» **THE PROBLEM**
Whenever a line of the data below holds the string "Target", copy that line.

*** DATASET RECORDS ***

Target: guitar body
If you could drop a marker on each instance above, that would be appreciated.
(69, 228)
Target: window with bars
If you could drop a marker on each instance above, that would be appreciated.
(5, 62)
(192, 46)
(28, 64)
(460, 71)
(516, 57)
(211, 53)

*** End of DATASET RECORDS ***

» **RESULT OF THIS EXERCISE**
Target: guitar body
Target: window with bars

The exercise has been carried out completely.